**Task brief**. Look for "Please mark the blue jeans" in the records below, then copy that line and every line after it, exactly and with nothing added.

**Task inputs**.
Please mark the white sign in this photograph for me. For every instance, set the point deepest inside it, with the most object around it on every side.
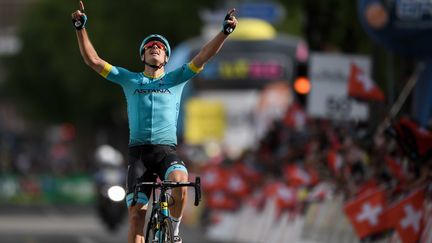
(329, 74)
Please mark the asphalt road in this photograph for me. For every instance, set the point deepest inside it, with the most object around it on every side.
(67, 225)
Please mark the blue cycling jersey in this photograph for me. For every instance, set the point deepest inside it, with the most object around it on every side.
(153, 103)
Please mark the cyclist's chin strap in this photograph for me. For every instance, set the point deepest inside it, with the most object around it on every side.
(155, 66)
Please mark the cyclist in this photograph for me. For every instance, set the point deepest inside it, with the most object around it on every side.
(153, 100)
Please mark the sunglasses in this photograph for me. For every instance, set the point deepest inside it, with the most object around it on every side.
(158, 44)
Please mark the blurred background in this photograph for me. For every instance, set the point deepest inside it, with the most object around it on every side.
(309, 108)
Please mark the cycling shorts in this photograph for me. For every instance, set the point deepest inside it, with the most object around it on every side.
(146, 163)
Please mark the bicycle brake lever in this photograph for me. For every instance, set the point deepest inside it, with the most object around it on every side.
(197, 190)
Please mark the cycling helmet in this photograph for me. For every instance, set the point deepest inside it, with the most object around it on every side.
(155, 37)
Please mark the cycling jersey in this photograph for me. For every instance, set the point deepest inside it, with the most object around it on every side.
(153, 103)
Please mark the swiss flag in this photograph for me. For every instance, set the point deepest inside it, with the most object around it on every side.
(406, 216)
(236, 185)
(366, 213)
(214, 178)
(285, 196)
(334, 161)
(361, 86)
(295, 117)
(220, 200)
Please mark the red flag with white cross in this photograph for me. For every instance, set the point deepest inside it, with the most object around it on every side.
(406, 216)
(366, 213)
(361, 85)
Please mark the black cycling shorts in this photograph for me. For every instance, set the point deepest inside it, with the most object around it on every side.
(146, 163)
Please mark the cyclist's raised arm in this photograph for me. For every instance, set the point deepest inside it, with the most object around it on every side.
(89, 54)
(213, 46)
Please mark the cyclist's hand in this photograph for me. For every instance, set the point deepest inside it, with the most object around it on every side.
(79, 18)
(230, 22)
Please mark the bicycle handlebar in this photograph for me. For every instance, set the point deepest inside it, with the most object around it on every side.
(172, 184)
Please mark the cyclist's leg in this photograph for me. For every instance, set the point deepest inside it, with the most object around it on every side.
(137, 212)
(174, 169)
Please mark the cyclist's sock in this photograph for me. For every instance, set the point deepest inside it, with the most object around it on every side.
(176, 225)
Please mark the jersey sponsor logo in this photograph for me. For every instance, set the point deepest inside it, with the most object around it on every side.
(149, 91)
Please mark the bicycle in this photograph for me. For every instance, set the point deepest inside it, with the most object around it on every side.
(159, 227)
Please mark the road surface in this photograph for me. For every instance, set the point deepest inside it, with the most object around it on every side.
(67, 225)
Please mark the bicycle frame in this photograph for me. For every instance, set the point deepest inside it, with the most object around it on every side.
(160, 224)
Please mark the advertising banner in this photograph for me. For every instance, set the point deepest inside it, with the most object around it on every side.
(329, 98)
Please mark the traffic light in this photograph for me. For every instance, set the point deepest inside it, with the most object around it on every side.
(302, 84)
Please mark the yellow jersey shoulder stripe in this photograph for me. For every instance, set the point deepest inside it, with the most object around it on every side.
(106, 70)
(194, 68)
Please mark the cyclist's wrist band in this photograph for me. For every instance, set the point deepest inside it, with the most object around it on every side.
(226, 28)
(80, 23)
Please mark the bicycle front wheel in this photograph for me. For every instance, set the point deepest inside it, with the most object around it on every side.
(163, 233)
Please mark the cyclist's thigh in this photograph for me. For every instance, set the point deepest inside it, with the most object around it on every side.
(138, 172)
(170, 163)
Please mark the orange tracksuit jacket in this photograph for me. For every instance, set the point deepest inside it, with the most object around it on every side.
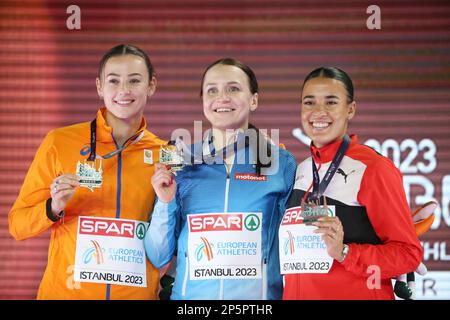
(126, 193)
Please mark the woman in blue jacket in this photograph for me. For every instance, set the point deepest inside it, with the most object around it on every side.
(222, 213)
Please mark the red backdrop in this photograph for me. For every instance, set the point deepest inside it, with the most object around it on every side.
(401, 75)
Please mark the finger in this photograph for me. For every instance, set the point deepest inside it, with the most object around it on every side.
(328, 232)
(328, 224)
(161, 181)
(68, 180)
(160, 174)
(65, 194)
(160, 167)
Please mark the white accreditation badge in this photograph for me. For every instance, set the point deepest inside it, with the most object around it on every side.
(111, 251)
(224, 245)
(302, 250)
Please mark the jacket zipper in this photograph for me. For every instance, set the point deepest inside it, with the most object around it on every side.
(183, 289)
(118, 194)
(264, 282)
(225, 210)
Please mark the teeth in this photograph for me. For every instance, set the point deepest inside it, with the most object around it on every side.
(320, 124)
(124, 102)
(224, 110)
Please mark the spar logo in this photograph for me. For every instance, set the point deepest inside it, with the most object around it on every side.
(292, 216)
(204, 250)
(215, 222)
(223, 222)
(252, 222)
(94, 254)
(112, 227)
(289, 244)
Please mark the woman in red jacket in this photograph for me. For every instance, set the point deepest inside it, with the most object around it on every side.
(348, 229)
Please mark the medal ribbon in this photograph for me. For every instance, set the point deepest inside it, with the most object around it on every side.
(319, 187)
(130, 141)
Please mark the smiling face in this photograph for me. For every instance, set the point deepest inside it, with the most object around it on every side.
(125, 86)
(227, 100)
(325, 110)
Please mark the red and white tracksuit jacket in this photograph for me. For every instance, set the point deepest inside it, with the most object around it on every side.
(367, 192)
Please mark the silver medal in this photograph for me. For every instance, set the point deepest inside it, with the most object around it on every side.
(90, 176)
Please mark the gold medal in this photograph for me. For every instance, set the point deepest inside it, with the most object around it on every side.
(172, 155)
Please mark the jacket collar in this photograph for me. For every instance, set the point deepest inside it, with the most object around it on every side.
(327, 153)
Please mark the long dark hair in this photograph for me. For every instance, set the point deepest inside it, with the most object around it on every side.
(333, 73)
(124, 49)
(253, 86)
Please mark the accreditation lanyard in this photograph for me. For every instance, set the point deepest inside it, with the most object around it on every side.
(130, 141)
(319, 187)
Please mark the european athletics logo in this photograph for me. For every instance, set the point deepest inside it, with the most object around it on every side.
(289, 245)
(95, 252)
(204, 249)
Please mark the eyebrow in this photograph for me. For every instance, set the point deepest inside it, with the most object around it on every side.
(130, 75)
(214, 83)
(327, 97)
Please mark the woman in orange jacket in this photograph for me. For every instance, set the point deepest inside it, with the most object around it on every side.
(90, 184)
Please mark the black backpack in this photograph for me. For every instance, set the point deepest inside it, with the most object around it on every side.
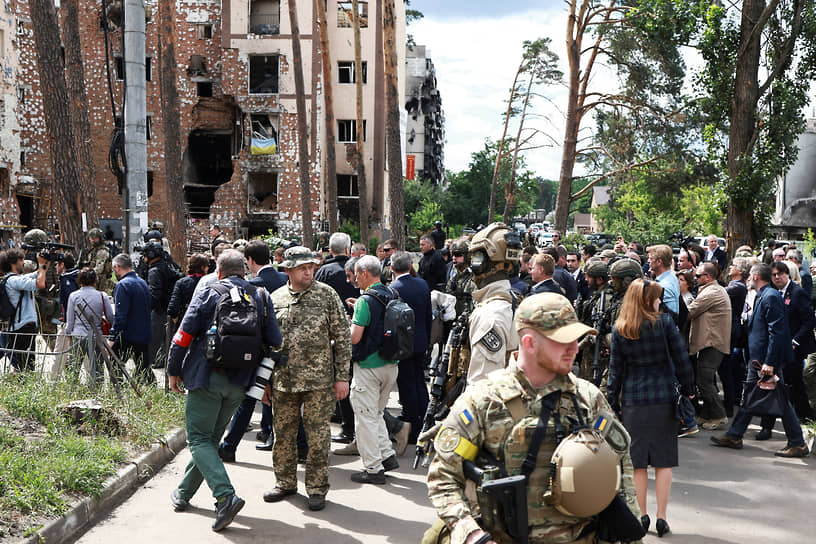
(7, 309)
(239, 326)
(398, 327)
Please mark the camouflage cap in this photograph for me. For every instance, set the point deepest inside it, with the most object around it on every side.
(298, 255)
(553, 316)
(597, 269)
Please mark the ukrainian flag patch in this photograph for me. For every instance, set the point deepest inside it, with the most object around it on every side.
(465, 416)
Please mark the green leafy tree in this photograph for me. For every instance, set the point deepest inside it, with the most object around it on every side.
(760, 58)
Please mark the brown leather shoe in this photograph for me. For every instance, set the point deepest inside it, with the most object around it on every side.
(725, 441)
(793, 451)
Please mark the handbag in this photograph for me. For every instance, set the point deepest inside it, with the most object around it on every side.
(763, 397)
(104, 322)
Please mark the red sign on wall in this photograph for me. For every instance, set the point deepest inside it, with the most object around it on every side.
(410, 167)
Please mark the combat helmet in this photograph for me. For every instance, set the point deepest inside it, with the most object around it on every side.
(459, 247)
(35, 237)
(95, 233)
(597, 269)
(625, 268)
(587, 474)
(493, 252)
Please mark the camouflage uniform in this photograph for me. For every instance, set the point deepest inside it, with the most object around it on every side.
(308, 320)
(588, 344)
(100, 261)
(492, 336)
(493, 428)
(461, 286)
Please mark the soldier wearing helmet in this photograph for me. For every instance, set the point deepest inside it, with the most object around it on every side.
(48, 298)
(461, 283)
(595, 312)
(100, 261)
(493, 252)
(438, 235)
(492, 425)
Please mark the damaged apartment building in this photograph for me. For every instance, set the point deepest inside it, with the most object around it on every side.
(237, 114)
(425, 129)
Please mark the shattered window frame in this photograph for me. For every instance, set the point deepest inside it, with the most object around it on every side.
(263, 23)
(345, 14)
(260, 82)
(347, 131)
(262, 191)
(345, 70)
(264, 126)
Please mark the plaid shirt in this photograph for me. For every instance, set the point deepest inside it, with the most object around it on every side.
(640, 375)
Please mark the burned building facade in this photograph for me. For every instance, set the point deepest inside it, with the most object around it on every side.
(237, 112)
(425, 127)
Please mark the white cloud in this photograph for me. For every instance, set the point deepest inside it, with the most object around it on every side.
(476, 60)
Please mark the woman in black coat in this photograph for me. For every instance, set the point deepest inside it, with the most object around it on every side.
(642, 387)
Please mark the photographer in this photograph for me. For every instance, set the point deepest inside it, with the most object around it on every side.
(161, 278)
(20, 289)
(212, 395)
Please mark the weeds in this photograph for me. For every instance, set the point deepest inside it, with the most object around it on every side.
(45, 465)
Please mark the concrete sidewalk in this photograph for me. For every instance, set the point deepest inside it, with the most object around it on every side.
(719, 496)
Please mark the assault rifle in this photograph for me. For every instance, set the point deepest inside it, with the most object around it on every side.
(506, 500)
(441, 372)
(597, 318)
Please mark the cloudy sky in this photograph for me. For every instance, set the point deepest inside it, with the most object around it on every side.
(476, 47)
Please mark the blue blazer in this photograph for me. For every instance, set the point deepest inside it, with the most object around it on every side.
(769, 338)
(800, 319)
(415, 293)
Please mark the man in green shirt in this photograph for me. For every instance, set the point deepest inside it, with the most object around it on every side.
(373, 377)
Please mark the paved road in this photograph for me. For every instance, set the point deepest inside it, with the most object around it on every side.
(719, 496)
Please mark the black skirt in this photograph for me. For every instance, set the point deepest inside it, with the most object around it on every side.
(654, 435)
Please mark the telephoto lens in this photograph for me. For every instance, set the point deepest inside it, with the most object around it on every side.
(262, 377)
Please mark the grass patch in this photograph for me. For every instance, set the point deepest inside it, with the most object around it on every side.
(46, 461)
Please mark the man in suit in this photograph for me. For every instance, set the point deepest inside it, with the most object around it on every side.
(265, 275)
(542, 274)
(333, 273)
(574, 268)
(769, 344)
(801, 321)
(411, 376)
(715, 254)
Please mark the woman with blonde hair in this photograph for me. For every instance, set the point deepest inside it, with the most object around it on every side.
(647, 360)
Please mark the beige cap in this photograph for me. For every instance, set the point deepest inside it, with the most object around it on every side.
(553, 316)
(298, 255)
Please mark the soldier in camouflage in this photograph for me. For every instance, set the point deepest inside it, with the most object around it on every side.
(461, 284)
(100, 261)
(498, 417)
(597, 275)
(315, 375)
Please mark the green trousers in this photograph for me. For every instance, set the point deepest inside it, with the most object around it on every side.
(207, 412)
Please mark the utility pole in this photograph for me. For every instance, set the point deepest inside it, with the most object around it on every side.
(135, 194)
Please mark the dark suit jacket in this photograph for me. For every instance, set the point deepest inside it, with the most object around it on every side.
(800, 319)
(547, 286)
(719, 257)
(416, 294)
(333, 273)
(567, 283)
(270, 278)
(769, 338)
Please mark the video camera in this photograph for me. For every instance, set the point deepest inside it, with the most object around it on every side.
(680, 238)
(47, 250)
(150, 250)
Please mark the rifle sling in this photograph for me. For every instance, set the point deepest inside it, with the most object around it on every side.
(548, 404)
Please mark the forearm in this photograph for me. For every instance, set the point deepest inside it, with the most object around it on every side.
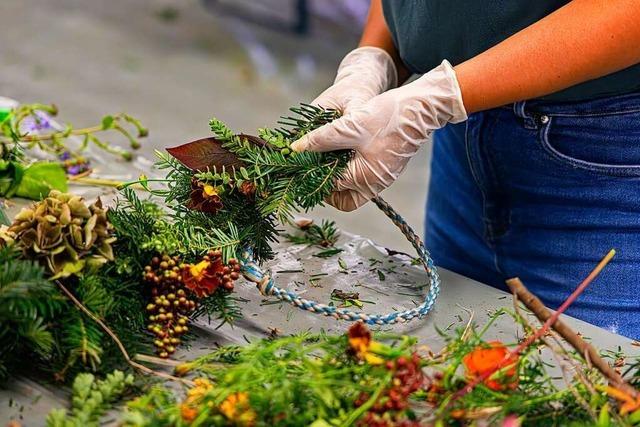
(581, 41)
(376, 33)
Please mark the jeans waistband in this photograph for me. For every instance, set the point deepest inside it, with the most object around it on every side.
(593, 107)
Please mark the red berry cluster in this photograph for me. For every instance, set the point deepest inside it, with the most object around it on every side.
(390, 409)
(171, 303)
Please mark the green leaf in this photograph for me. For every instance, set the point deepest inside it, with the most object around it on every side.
(70, 268)
(107, 122)
(11, 174)
(40, 178)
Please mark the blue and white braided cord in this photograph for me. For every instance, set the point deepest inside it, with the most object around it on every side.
(252, 272)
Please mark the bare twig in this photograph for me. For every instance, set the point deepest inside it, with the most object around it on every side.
(586, 350)
(513, 354)
(115, 339)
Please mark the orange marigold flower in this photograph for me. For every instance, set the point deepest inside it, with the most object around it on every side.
(628, 403)
(236, 408)
(204, 277)
(188, 413)
(483, 360)
(362, 345)
(189, 408)
(204, 197)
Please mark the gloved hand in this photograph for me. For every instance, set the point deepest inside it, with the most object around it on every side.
(386, 132)
(364, 73)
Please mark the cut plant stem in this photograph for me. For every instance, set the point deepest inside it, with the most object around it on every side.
(102, 182)
(513, 354)
(586, 350)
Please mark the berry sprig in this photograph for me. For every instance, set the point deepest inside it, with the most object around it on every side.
(171, 303)
(176, 289)
(391, 409)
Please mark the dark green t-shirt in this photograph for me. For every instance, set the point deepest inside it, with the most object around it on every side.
(428, 31)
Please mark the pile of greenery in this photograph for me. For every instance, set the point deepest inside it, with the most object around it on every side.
(98, 266)
(386, 380)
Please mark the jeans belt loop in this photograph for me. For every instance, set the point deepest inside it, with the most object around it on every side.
(529, 120)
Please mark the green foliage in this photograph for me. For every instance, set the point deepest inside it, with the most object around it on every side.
(326, 234)
(14, 138)
(90, 400)
(39, 179)
(283, 181)
(28, 301)
(145, 230)
(289, 381)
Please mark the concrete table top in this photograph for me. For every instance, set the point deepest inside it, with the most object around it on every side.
(403, 286)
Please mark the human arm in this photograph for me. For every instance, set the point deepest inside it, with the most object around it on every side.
(583, 40)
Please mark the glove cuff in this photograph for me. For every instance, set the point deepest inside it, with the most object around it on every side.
(369, 64)
(459, 113)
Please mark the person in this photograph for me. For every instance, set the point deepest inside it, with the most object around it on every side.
(536, 158)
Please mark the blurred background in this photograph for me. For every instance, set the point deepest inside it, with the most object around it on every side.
(176, 63)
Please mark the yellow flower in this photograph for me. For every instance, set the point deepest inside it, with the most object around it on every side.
(189, 408)
(197, 270)
(363, 346)
(236, 408)
(209, 190)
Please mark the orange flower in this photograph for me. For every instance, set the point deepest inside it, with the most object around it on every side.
(188, 413)
(236, 408)
(204, 197)
(483, 360)
(628, 403)
(362, 345)
(204, 277)
(189, 408)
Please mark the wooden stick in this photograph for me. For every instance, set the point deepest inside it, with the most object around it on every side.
(586, 350)
(513, 354)
(115, 338)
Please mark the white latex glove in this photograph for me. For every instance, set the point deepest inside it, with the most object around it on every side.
(364, 73)
(386, 132)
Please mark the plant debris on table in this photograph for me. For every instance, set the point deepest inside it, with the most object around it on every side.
(30, 127)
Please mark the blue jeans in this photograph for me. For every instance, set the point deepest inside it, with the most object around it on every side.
(542, 191)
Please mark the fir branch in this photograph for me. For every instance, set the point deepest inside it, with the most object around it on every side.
(90, 400)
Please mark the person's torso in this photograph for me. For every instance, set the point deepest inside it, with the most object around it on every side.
(428, 31)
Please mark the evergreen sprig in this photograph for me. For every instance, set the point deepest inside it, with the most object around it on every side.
(90, 400)
(283, 182)
(28, 302)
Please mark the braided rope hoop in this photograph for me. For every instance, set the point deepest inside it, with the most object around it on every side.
(252, 272)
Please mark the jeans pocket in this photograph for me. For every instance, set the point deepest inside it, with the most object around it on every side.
(603, 143)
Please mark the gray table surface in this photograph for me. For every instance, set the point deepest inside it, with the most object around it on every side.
(404, 285)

**Correct result**.
Please mark the blue jeans in this photograph for me. For every instance, set the point deepest inside it, with the most object around it on every side.
(542, 191)
Please mark the fir branch in this photograph for me. For every instance, set the point deepest inside it, with the most object around it on every side.
(90, 400)
Please mark the person's torso in this photograph for me. For every instance, set the point deepest inside it, with the most object around it on every side.
(428, 31)
Please mark the evergreen sprig in this photograph for me. For every instance, set the point deepest inside it, with the most object around it on every side.
(90, 400)
(283, 182)
(28, 302)
Please mark the braided rope hoop in this photograph for me. For every instance, set the point deepest inside it, with the most object around it on every side.
(252, 272)
Please mark the jeans pocket in this photograph for me. For every instance, set the point deepest inside it, with the most object around it on every side.
(603, 143)
Please mark the gray table surface in this photograph for me. For every instance, set the point deepest inside it, with the most object around it on every side.
(404, 285)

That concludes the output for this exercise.